But the reversals have a way of capturing bigger headlines.


At the start of last week, Trump threatened to halt the opening of a new bridge between Detroit and Windsor, Ontario, in a further move against Canada – only to seemingly drop it.


It came after Trump backed off one of his biggest foreign policy moves of the year: His gambit to seize Greenland from NATO ally Denmark, which prompted strong European resistance.


Last April on what he called “Liberation Day,” Trump imposed higher tariffs on nearly every country despite warnings from Wall Street. But he quickly backtracked, lowering them within days following tremors in global bond markets.


The markets have generally rebounded, reassured that Wall Street can serve as one of the few remaining checks on Trump’s impulsiveness. But in other sectors, and across a federal government that’s been hollowed out to some degree after the president’s DOGE efforts early last year, the wild policy swings have tested the patience of Wall Street bigwigs.


In early January, Trump went to Truth Social late on a Friday evening to call for a 10 percent cap on credit card interest rates — a prospect reviled by Wall Street and Republicans in Congress.


Bank stocks opened the following Monday in a slump, and Wall Street executives were uncharacteristically quick to push back. JPMorgan Chase CFO Jeremy Barnum said the proposal would be “very negative for consumers”, while Citigroup CFO Mark Mason warned that the restriction would result in a “significant slowdown on the economy.”


A second financial industry officer, also granted anonymity to speak freely, said the policy undermined the fundamental principles of the credit market and that the president’s post alone caused consumer confusion about whether card holders had to pay their bills in full.

# Input data
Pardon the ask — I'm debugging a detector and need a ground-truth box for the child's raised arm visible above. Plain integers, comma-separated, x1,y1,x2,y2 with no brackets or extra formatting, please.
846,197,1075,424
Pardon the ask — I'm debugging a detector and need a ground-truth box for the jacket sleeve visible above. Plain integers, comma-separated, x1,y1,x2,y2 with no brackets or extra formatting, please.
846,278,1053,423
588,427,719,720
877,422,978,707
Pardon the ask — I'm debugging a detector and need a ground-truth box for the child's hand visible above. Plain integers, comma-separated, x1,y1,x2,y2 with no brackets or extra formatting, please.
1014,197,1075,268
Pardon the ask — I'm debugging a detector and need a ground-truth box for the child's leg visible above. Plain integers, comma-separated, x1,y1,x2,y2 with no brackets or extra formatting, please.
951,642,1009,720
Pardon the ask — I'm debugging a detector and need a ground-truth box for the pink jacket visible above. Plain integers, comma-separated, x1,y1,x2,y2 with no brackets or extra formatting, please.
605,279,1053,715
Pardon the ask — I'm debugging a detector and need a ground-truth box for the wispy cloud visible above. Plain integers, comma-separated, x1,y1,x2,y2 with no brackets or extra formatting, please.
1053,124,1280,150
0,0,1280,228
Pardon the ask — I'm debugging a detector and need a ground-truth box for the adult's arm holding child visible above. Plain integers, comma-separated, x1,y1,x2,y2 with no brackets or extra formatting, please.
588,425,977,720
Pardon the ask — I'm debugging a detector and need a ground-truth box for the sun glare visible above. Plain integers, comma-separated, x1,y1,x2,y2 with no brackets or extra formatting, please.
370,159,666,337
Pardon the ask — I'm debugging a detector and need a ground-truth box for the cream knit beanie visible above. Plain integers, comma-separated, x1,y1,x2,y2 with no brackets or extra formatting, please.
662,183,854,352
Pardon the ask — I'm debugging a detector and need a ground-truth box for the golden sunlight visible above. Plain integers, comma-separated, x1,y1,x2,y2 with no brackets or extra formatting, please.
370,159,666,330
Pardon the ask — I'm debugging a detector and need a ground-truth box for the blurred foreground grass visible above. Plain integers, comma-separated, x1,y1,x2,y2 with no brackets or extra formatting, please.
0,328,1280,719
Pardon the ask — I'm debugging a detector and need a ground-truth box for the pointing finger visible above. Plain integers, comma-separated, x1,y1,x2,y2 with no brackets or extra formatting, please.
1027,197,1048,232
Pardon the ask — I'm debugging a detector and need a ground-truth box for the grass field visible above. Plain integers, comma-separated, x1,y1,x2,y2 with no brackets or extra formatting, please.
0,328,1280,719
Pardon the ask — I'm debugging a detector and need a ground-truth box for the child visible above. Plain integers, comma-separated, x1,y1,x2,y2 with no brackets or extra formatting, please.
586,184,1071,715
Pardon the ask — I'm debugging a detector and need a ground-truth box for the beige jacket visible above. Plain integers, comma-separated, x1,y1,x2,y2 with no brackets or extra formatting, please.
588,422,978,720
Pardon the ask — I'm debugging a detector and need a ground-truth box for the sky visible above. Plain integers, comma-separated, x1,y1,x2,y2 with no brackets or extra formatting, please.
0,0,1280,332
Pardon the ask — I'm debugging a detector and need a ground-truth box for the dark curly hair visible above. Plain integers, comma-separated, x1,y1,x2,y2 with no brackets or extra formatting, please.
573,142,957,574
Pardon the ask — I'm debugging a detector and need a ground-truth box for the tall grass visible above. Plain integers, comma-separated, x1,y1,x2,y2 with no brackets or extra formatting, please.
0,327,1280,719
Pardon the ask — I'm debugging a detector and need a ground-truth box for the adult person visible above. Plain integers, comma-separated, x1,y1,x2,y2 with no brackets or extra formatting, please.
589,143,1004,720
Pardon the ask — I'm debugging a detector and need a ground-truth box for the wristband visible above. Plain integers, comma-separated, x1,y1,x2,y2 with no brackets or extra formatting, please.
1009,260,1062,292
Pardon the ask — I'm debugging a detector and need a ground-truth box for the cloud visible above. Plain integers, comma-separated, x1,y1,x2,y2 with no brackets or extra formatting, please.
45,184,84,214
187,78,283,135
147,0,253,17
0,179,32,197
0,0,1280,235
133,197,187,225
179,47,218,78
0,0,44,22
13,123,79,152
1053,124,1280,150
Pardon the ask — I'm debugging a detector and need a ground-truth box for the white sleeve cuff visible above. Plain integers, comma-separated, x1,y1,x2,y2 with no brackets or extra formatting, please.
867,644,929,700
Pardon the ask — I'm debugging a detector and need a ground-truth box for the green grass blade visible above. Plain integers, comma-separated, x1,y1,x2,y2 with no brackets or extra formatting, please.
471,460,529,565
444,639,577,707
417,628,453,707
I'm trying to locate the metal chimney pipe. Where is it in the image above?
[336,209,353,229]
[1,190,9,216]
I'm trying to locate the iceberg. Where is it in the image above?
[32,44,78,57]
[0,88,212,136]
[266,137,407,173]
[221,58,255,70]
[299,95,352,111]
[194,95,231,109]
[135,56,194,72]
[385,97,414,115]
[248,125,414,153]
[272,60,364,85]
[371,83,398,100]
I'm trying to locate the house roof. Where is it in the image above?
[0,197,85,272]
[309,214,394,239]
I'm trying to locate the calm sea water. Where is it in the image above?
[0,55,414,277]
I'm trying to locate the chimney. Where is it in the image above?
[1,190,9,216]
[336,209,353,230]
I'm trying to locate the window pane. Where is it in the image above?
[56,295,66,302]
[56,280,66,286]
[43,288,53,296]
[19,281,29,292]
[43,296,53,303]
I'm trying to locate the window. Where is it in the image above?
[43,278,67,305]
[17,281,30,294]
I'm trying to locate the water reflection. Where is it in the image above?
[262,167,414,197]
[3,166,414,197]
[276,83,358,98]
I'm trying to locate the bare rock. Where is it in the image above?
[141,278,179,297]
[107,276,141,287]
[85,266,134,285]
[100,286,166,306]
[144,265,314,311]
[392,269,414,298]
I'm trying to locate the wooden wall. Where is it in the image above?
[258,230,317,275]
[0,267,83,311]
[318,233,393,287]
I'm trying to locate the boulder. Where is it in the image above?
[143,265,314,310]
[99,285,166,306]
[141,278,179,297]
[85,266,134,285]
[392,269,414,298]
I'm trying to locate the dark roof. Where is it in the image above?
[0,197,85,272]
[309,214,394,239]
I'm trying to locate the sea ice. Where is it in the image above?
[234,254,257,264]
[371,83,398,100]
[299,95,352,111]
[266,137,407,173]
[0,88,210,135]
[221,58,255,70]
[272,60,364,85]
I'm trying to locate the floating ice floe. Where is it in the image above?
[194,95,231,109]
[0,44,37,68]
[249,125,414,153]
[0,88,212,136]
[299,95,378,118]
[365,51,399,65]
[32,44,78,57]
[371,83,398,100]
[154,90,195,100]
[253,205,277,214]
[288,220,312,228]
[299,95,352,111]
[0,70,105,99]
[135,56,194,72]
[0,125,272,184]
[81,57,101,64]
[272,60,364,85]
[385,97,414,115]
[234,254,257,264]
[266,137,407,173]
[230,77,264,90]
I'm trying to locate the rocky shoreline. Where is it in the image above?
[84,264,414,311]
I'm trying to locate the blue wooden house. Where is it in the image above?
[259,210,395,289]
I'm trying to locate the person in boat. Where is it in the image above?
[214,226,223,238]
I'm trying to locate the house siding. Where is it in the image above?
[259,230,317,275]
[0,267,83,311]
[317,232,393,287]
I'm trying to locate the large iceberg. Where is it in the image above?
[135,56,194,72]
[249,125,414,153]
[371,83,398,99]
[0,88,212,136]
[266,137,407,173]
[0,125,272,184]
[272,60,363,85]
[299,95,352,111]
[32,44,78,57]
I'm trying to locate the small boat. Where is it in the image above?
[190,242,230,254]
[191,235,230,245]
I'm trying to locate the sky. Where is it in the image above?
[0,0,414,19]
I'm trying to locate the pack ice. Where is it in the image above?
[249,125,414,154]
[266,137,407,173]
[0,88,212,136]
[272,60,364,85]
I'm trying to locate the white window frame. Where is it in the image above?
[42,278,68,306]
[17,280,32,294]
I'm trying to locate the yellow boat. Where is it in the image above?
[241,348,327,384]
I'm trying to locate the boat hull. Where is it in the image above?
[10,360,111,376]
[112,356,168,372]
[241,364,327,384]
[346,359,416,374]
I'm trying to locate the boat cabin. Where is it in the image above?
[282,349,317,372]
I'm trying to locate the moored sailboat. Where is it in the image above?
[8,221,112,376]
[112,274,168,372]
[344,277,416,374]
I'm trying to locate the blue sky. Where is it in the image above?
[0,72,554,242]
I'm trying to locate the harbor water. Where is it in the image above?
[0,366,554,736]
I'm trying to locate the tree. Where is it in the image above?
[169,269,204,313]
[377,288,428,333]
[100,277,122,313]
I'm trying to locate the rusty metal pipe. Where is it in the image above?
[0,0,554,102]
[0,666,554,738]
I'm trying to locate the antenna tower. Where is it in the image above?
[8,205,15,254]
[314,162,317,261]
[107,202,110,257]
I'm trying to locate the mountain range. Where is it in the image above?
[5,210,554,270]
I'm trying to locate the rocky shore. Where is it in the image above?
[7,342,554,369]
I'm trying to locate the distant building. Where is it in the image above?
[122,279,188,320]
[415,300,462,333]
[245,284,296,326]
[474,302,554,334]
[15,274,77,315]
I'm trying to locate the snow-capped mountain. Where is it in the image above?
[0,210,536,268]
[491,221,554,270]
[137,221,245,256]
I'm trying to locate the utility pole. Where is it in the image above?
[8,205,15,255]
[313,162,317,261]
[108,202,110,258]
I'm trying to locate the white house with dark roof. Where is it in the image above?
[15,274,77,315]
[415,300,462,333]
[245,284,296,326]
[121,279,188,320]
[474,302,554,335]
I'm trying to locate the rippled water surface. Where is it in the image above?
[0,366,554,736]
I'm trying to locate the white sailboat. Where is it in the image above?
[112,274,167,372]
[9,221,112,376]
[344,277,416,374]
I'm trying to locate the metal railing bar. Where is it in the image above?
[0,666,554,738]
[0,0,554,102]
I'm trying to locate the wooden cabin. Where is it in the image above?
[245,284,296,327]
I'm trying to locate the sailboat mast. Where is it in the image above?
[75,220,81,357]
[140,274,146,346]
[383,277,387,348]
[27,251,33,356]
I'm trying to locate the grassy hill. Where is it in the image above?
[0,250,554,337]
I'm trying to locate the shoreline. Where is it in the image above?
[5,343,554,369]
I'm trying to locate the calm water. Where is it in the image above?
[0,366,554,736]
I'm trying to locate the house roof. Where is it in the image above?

# Instructions
1. In the passage on Trump's policy reversals, what cap did Trump call for on Truth Social in early January?
2. Which cities, provinces, countries, and territories are named in the passage on Trump's policy reversals? List every one.
3. Carry the passage on Trump's policy reversals forward from its last sentence.

# Your responses
1. A 10 percent cap on credit card interest rates.

2. Detroit, Windsor, Ontario, Canada, Greenland, Denmark

3.
While the administration rhetorically doubled down — Treasury Secretary Scott Bessent said the banks have done “very well” and could afford to take the hit in comments to Congress last week — there has not been much to show for it, and few efforts appear to be underway.


Also last month, Federal Housing Director Bill Pulte signaled that the administration was moving past his widely criticized idea for 50-year mortgages in its broader effort to address housing affordability. The proposal, which Pulte came up with and sold to Trump in a short presentation with visual aides that the president almost immediately posted on social media, drew major backlash from business leaders and conservative political allies.


Meanwhile, the Department of Health and Human Services in January notified thousands of organizations across the country that discretionary grants from the Substance Abuse and Mental Health Services Administration were being yanked. They included youth overdose prevention and medication-assisted treatment for substance use disorder, among other things. It’s unclear exactly how much of that was paused, as much of the money had already been spent. But the agency backtracked under pressure from Democrats and others, restoring the grants.


The first notice said that the pause was so the administration could review the Public Health Infrastructure Grants “to ensure alignment with administration and agency priorities.”


But it’s unclear why the pause was reversed so quickly, and whether the administration was able to complete its review in such a short time period.


The grants were “temporarily paused so HHS could implement a new review process, one that will ensure funds are used for their intended purposes and in alignment with agency priorities,” an HHS spokesperson said.


But Ayres, the GOP pollster, said that Trump’s approval numbers largely mirror those from his first term, when the public over four years grew exhausted by constant controversy and chaos.


“Joe Biden’s fundamental message in 2020 was to restore normalcy,” Ayres said. “And that seemed to be persuasive to enough people to get him elected.”


Dan Goldberg and Victoria Guida contributed to this report.